■ What you are asked to do
Could you write out all of these rows again, changing each "innermost point" to "most central point" and leaving everything else untouched?

■ Records provided
----

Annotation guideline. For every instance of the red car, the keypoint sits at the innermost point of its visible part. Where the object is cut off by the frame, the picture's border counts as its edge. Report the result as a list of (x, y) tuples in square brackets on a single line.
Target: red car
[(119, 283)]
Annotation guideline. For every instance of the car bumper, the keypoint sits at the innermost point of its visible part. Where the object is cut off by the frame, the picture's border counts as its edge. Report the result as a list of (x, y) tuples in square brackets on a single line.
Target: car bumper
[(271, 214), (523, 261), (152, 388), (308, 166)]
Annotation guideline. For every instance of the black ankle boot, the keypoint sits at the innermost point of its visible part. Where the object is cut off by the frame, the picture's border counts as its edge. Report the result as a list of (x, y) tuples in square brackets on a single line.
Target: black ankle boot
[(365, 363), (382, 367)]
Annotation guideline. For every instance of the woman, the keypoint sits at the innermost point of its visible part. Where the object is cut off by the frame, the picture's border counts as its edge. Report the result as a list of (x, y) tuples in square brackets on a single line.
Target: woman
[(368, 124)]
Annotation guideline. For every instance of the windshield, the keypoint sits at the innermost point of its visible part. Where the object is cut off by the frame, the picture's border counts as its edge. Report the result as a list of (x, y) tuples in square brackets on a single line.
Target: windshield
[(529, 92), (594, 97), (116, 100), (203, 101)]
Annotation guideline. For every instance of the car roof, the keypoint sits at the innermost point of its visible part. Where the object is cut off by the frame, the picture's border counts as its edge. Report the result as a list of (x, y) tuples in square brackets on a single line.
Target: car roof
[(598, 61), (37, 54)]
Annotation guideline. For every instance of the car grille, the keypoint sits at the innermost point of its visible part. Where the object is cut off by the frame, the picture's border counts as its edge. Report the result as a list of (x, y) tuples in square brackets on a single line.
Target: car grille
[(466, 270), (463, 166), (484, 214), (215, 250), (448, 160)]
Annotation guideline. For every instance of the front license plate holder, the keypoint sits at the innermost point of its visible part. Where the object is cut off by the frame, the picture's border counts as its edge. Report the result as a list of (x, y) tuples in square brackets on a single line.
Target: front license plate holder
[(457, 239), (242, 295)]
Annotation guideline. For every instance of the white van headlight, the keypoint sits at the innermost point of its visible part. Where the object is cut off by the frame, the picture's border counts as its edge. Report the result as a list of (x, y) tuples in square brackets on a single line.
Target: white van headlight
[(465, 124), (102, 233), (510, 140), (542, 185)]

----

■ The result
Annotation guideline. For every instance of the red car, the keypoint sits at the most central point of its visible part. Where the object is cut off by the frame, the picture's border counts as its edge. Report the result as a list of (x, y) tuples in square brackets on a single line.
Target: red car
[(119, 283)]
Annotation guideline. For every instance of the car bumper, the keypoint sits at the most central point of its visible part. Where the object is cut off by the frame, the picture's border counts as its edge. Report the result as a list of (x, y) tuples in square brackets on a single line.
Target: car bumper
[(271, 214), (523, 261), (152, 388), (308, 166)]
Annotation guideline. For every instance of the black ankle boot, the keypoint sits at the most central point of its visible part. Where the object is cut off by the frame, the picture's border counts as its edge. Report the result as a list of (x, y) tuples in square brackets on a single line.
Target: black ankle boot
[(365, 363), (382, 367)]
Annotation guideline. For every instance of the woman, the keypoint sits at the most central point of its visible part. Where the object is cut off by the frame, the picture's border counts as its edge. Report the result as a list of (x, y) tuples in square brackets on a single line.
Target: woman
[(368, 124)]
Annotation guideline. For every instance of the windshield, the keypoint sits at the most central point of its visible part. Where the object is cut off by the frame, the picture's border counts as its edge. Report the result as a list of (x, y) tuples in square brackets on a single line.
Target: windshield
[(529, 92), (594, 97), (116, 100), (203, 101)]
Annotation guideline. For every instance of the car roof, the keypoint sits at the most central point of its visible part. Where the object is cut off by the frame, the picture's border counts as its edge. Report the result as a list of (x, y) tuples in square brackets on a single line.
Target: car roof
[(598, 61), (37, 54)]
Annotation guideline. For every instance of the car grille, the keypoint sits at the most central point of its visible part. Where the object is cut off by the frame, the picture's border counts as its edge. Report the result as a list of (x, y) tuples in square brackets on a single line.
Target: car grille
[(466, 270), (463, 166), (484, 214), (215, 250), (448, 160)]
Annotation guideline. For every instance of the front license plate holder, the keypoint sits at the most central point of its visible part. Where the object is cut off by the frame, the picture's border counts as its edge. Report the result as a list of (x, y) tuples in square brackets on a single line.
Target: front license plate holder
[(457, 239), (242, 295)]
Annotation guideline. For every instance of the white van headlight, the keypoint sits at the most central point of its visible part. Where the object is cut off by the frame, the picture's border counts as its edge. Report the result as a list of (x, y) tuples in square brackets on a single line.
Target: white van headlight
[(465, 124), (102, 233), (510, 140), (542, 185)]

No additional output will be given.